*** Dataset ***
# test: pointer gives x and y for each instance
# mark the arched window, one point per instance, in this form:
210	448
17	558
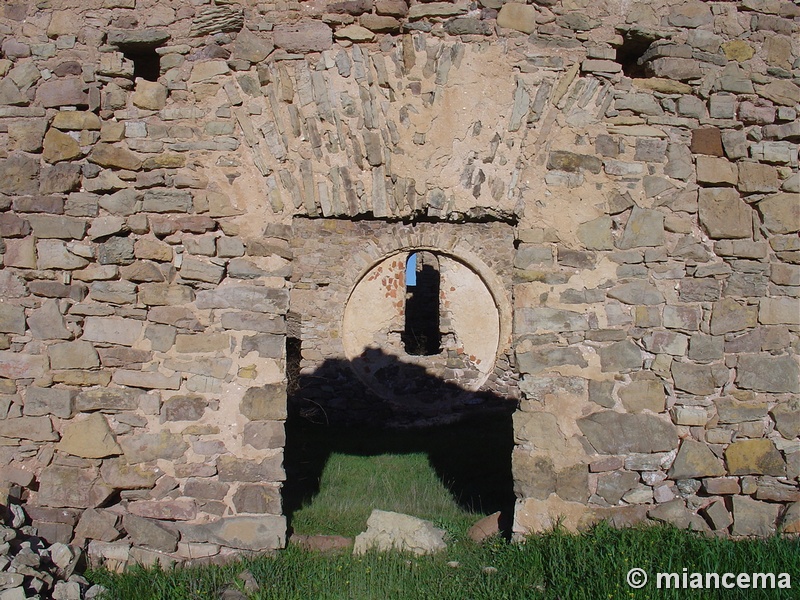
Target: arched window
422	336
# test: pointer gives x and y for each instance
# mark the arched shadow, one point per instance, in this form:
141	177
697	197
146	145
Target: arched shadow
467	436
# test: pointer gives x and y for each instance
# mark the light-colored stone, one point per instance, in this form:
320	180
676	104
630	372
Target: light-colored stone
90	437
394	531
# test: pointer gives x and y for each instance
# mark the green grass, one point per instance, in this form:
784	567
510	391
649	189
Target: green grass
352	486
447	478
554	566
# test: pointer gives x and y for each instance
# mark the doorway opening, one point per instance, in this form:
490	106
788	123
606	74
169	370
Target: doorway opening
422	335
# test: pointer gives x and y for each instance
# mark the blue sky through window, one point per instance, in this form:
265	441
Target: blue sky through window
411	269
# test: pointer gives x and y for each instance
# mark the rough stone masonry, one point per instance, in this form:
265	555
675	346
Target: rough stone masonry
616	183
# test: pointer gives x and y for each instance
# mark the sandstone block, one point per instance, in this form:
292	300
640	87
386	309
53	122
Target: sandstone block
728	315
730	410
543	358
787	418
724	214
202	342
695	416
114	157
767	373
637	292
781	213
707	140
264	532
264	435
117	473
695	460
168	510
167	201
184	408
60	147
644	228
643	395
53	254
716	171
49	401
231	468
613	486
97	524
678	69
12	318
150	533
108	400
149	95
90	437
72	487
303	36
76	120
36	429
164	294
520	17
18	175
751	517
14	365
245	297
112	330
620	356
147	379
394	531
258	499
146	447
610	432
754	457
435	9
67	91
790	523
266	403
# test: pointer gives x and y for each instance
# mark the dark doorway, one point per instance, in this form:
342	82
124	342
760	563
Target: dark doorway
331	414
422	335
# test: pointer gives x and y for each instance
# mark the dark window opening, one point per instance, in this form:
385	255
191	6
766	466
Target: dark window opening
421	336
293	359
146	62
633	47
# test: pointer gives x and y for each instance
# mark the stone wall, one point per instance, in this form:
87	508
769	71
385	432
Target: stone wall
646	154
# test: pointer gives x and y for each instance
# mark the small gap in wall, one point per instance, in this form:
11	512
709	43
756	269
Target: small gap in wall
146	62
633	47
422	336
293	358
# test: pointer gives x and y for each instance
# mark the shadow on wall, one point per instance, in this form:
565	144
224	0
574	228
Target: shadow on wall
330	411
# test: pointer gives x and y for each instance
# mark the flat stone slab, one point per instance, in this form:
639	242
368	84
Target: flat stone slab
390	530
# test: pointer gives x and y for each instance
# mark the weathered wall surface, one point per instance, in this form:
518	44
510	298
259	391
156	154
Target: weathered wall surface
349	296
647	153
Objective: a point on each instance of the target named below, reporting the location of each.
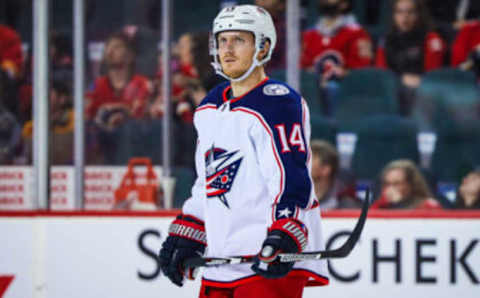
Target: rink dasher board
(113, 256)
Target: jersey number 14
(295, 139)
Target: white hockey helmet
(249, 18)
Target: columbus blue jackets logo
(221, 169)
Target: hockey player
(253, 194)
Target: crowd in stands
(343, 51)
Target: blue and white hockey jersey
(253, 166)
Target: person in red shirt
(11, 68)
(117, 106)
(466, 48)
(11, 55)
(404, 187)
(336, 44)
(121, 93)
(410, 48)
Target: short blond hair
(418, 185)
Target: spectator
(11, 66)
(466, 48)
(404, 187)
(331, 191)
(451, 15)
(193, 76)
(410, 48)
(336, 45)
(10, 137)
(61, 122)
(277, 9)
(11, 56)
(117, 106)
(121, 93)
(469, 192)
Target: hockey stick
(340, 252)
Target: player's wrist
(293, 229)
(188, 227)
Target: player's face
(405, 15)
(235, 50)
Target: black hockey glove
(186, 239)
(285, 235)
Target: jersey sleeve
(283, 154)
(194, 205)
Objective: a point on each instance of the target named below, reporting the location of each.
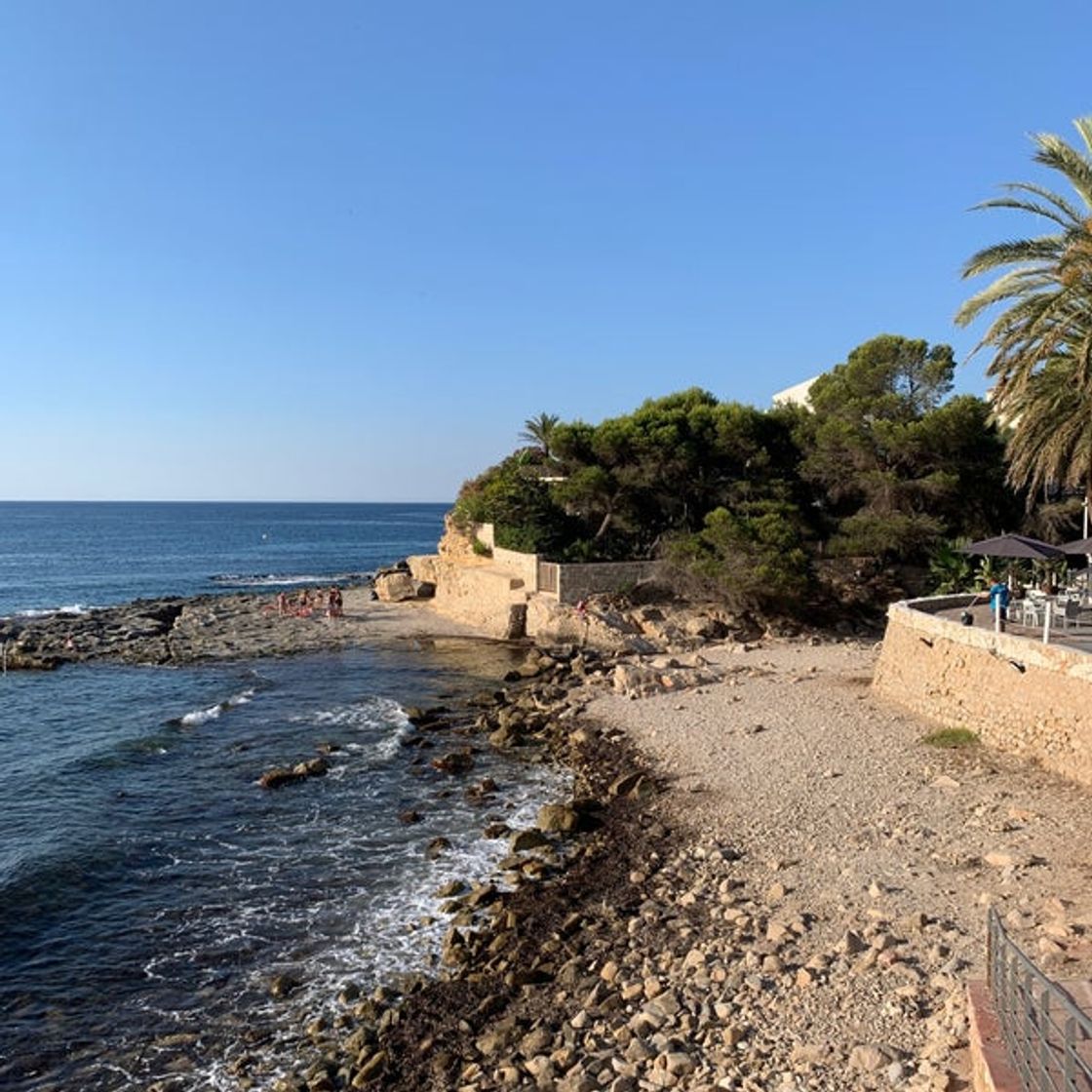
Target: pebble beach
(765, 879)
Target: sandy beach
(800, 907)
(789, 890)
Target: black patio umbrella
(1015, 546)
(1079, 546)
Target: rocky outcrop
(396, 587)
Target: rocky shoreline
(783, 888)
(177, 630)
(762, 880)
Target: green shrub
(753, 556)
(950, 738)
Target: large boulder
(396, 587)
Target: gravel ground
(863, 860)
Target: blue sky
(341, 252)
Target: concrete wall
(479, 595)
(576, 582)
(1020, 696)
(522, 566)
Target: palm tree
(538, 430)
(1042, 338)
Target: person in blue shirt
(999, 599)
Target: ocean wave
(197, 717)
(73, 608)
(287, 579)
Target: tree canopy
(883, 465)
(1040, 333)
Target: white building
(795, 396)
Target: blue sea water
(148, 887)
(68, 555)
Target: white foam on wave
(285, 579)
(76, 609)
(202, 716)
(205, 716)
(369, 718)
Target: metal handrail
(1048, 1037)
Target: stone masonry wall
(1019, 694)
(479, 595)
(576, 582)
(525, 566)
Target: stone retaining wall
(1020, 696)
(575, 582)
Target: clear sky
(342, 251)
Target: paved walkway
(1079, 638)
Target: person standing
(999, 602)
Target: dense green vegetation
(884, 467)
(1040, 331)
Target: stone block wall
(576, 582)
(1020, 696)
(525, 566)
(480, 595)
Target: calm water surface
(148, 888)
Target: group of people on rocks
(307, 602)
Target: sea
(151, 891)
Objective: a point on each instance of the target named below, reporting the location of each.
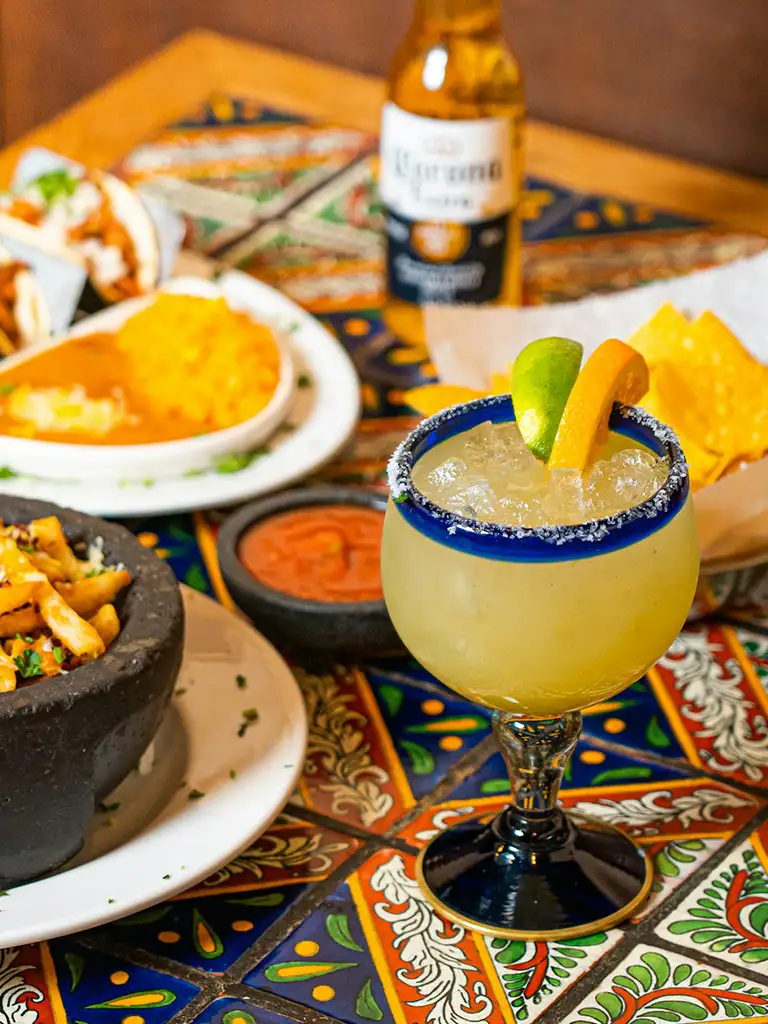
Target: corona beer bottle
(452, 164)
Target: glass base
(553, 876)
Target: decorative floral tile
(591, 215)
(756, 646)
(715, 702)
(376, 744)
(328, 964)
(589, 766)
(228, 1011)
(653, 985)
(634, 718)
(429, 732)
(387, 367)
(727, 913)
(211, 926)
(172, 538)
(535, 975)
(681, 821)
(60, 981)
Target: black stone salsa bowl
(66, 742)
(320, 630)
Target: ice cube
(627, 478)
(445, 476)
(565, 501)
(499, 452)
(476, 501)
(521, 511)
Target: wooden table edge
(132, 108)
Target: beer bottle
(452, 164)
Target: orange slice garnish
(614, 372)
(431, 398)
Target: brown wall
(684, 77)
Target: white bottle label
(449, 189)
(459, 171)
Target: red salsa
(323, 553)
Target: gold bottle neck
(460, 16)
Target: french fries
(87, 596)
(107, 624)
(56, 610)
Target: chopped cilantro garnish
(29, 664)
(250, 716)
(56, 184)
(235, 463)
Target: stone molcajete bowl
(66, 742)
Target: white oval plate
(61, 460)
(322, 420)
(160, 841)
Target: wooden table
(128, 110)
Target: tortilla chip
(709, 388)
(666, 331)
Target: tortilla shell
(31, 310)
(131, 212)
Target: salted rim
(402, 488)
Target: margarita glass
(537, 624)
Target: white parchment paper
(467, 343)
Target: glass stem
(537, 753)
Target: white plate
(321, 422)
(61, 460)
(160, 841)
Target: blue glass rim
(541, 544)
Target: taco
(98, 218)
(25, 316)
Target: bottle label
(449, 192)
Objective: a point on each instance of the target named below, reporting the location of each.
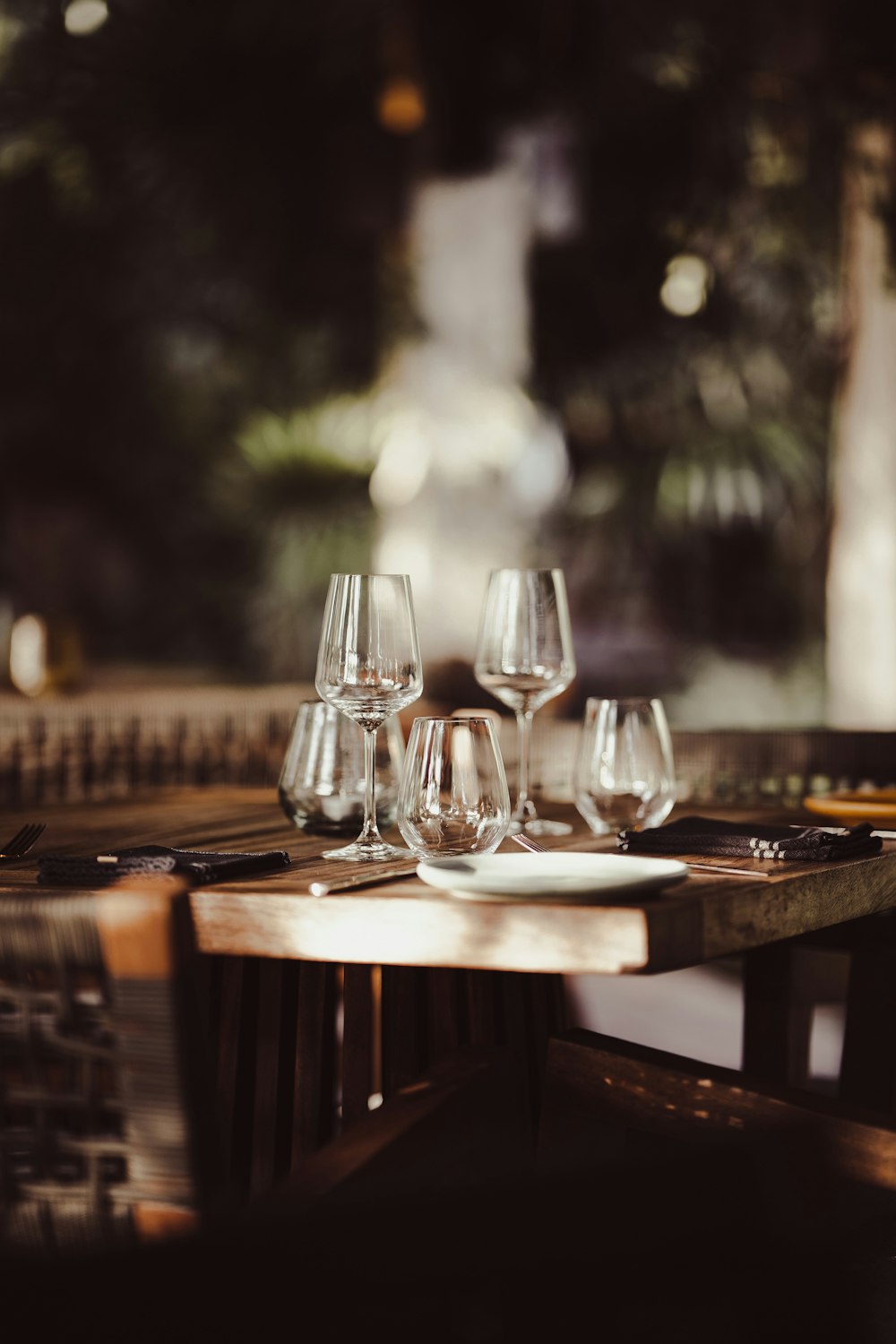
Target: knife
(362, 879)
*** End of Dataset ***
§ **Task statement**: Would you transcribe all of the data exactly, apart from its pictures?

§ **Solution**:
# test: pointer gives x and y for each instance
# mark the arched window, one point per instance, in this form:
210	448
17	558
Target: arched window
422	336
# test: pointer gives x and y for each instance
# mark the arched shadow, one point per instance, in this form:
141	177
697	197
146	145
Target: arched shadow
467	436
# test: pointer gives x and y for each instance
# mark the light-colored stone, one point per instance, in this form:
320	180
676	104
630	372
Target: light-colored stone
90	437
394	531
# test: pointer gives x and y for each instance
# mark the green grass, one point per instance, in this form:
784	567
510	391
649	189
Target: green grass
352	486
447	478
554	566
# test: pointer gives x and y for each instance
# mark the doorway opening, one point per instance, in this form:
490	106
788	123
606	74
169	370
Target: doorway opening
422	335
# test: pointer gives x and y for each instance
# mark the blue sky through window, one point per instance, in this form:
265	441
Target: blue sky through window
411	269
# test: pointer gives x and y for each instance
# mark the rough stone masonry, one point per instance, in this form:
265	555
675	346
Target: rough stone masonry
616	183
# test: pointer gives x and y for each instance
# mark the sandstone block, one point per instance, in this form:
292	300
640	87
386	309
53	122
Target: sandstone block
728	315
730	410
543	358
787	418
724	214
202	342
695	416
114	157
767	373
637	292
781	213
707	140
264	532
264	435
117	473
695	460
168	510
167	201
184	408
60	147
644	228
643	395
53	254
716	171
49	401
231	468
613	486
97	524
678	69
12	318
150	533
108	400
149	95
90	437
72	487
303	36
76	120
36	429
164	294
520	17
18	175
751	517
14	365
245	297
112	330
620	356
147	379
394	531
258	499
146	447
610	432
754	457
435	9
67	91
790	523
266	403
# test: pointer gives x and y for each instance
# mark the dark doorway, one point per instance, in this form:
342	82
124	342
760	563
Target: dark doorway
331	414
422	335
# test: pointer gives x and y for each instance
# mark the dark window opening, one point per instance, in this form:
385	255
191	6
766	466
Target: dark window opening
421	336
293	359
146	62
633	47
# test: pointer gives x and y for each instance
# mark the stone wall, one point per instance, in this form:
87	508
769	71
385	432
Target: stone wall
646	154
# test: pointer gives x and y for each instance
# mark the small gap in wall, one point per instance, in this form:
11	512
709	43
756	269
Target: small gap in wall
146	62
633	47
422	336
293	358
# test: pointer gives x and y for each instance
# mark the shadow on wall, one point per instance, in this form:
565	144
224	0
574	228
Target: shadow on wall
330	411
# test: pointer gives x and y for each instance
# mark the flat stone slab, one point per instance, in this form:
639	242
368	84
Target: flat stone slab
390	530
# test: pointer gives x and y for each instance
# mark the weathered wall surface, one point per instance, in this form:
518	44
510	298
259	391
156	154
Target: weathered wall surface
349	296
647	153
Objective: a point on each instance of the target named below, reporting the location of each.
Target: rink dasher board
(113, 256)
Target: jersey number 14
(295, 139)
Target: white hockey helmet
(249, 18)
Target: columbus blue jackets logo
(221, 169)
Target: hockey player
(253, 194)
Target: crowd in stands
(343, 51)
Target: blue and white hockey jersey
(253, 166)
Target: person in red shirt
(11, 68)
(117, 106)
(466, 48)
(11, 55)
(404, 187)
(336, 44)
(121, 93)
(410, 48)
Target: short blond hair
(418, 185)
Target: spectator
(11, 66)
(466, 48)
(404, 187)
(331, 191)
(451, 15)
(193, 76)
(410, 48)
(336, 45)
(10, 137)
(61, 122)
(277, 9)
(11, 56)
(117, 106)
(121, 93)
(469, 192)
Target: hockey stick
(340, 252)
Target: player's wrist
(293, 229)
(188, 227)
Target: player's face
(405, 15)
(235, 50)
Target: black hockey glove
(186, 239)
(285, 235)
Target: jersey sleeve
(283, 154)
(194, 205)
Objective: a point on each instance of the target named below, reporting the location of each.
Target: pebble beach
(765, 879)
Target: sandy beach
(800, 907)
(789, 890)
Target: black patio umbrella
(1015, 546)
(1079, 546)
Target: rocky outcrop
(396, 587)
Target: rocky shoreline
(783, 888)
(177, 630)
(762, 880)
Target: green shrub
(753, 556)
(950, 738)
Target: large boulder
(396, 587)
Target: gravel ground
(863, 860)
Target: blue sky
(341, 252)
Target: concrete wall
(479, 595)
(576, 582)
(1020, 696)
(522, 566)
Target: palm tree
(538, 430)
(1042, 338)
Target: person in blue shirt
(999, 599)
Target: ocean wave
(197, 717)
(73, 608)
(287, 579)
Target: tree canopy
(883, 465)
(1040, 333)
Target: white building
(795, 396)
Target: blue sea water
(148, 887)
(68, 555)
Target: white foam on wave
(285, 579)
(76, 609)
(202, 716)
(205, 716)
(369, 718)
Target: metal handrail
(1048, 1037)
Target: stone masonry wall
(1019, 694)
(479, 595)
(576, 582)
(525, 566)
Target: stone retaining wall
(1020, 696)
(575, 582)
Target: clear sky
(342, 251)
Target: paved walkway
(1079, 638)
Target: person standing
(999, 602)
Target: dense green vegetation
(884, 467)
(1040, 331)
Target: stone block wall
(576, 582)
(1020, 696)
(525, 566)
(480, 595)
Target: calm water surface
(148, 888)
Target: group of people on rocks
(307, 602)
Target: sea
(151, 891)
Objective: a point on each instance of the target named below, reporting the location of each.
Target: corona beer bottle
(452, 164)
Target: glass base
(553, 876)
Target: decorative floral tile
(591, 215)
(756, 646)
(715, 702)
(376, 744)
(328, 964)
(589, 766)
(228, 1011)
(653, 985)
(634, 718)
(429, 732)
(387, 367)
(727, 913)
(211, 926)
(172, 538)
(535, 975)
(681, 821)
(60, 981)
Target: black stone salsa bowl
(66, 742)
(320, 630)
Target: ice cube
(627, 478)
(445, 476)
(565, 501)
(499, 452)
(476, 501)
(521, 511)
Target: wooden table edge
(132, 108)
Target: beer bottle
(452, 164)
Target: orange slice garnish
(614, 372)
(431, 398)
Target: brown wall
(684, 77)
Target: white bottle label
(449, 189)
(459, 171)
Target: red salsa
(323, 553)
Target: gold bottle neck
(460, 16)
Target: french fries
(87, 596)
(107, 624)
(56, 610)
Target: chopped cilantro garnish
(29, 664)
(250, 716)
(56, 184)
(235, 463)
Target: stone molcajete bowl
(66, 742)
Target: white oval plate
(61, 460)
(322, 420)
(160, 841)
Target: wooden table
(128, 110)
Target: tortilla chip
(709, 388)
(666, 331)
Target: tortilla shell
(31, 310)
(131, 212)
Target: salted rim
(402, 488)
Target: margarita glass
(537, 624)
Target: white parchment paper
(467, 343)
Target: glass stem
(537, 753)
Target: white plate
(321, 422)
(61, 460)
(160, 841)
Target: blue glass rim
(541, 544)
Target: taco
(98, 218)
(25, 316)
Target: bottle label
(449, 192)
Objective: a point on each instance of the target named below, reporting the location of each.
Target: knife
(362, 879)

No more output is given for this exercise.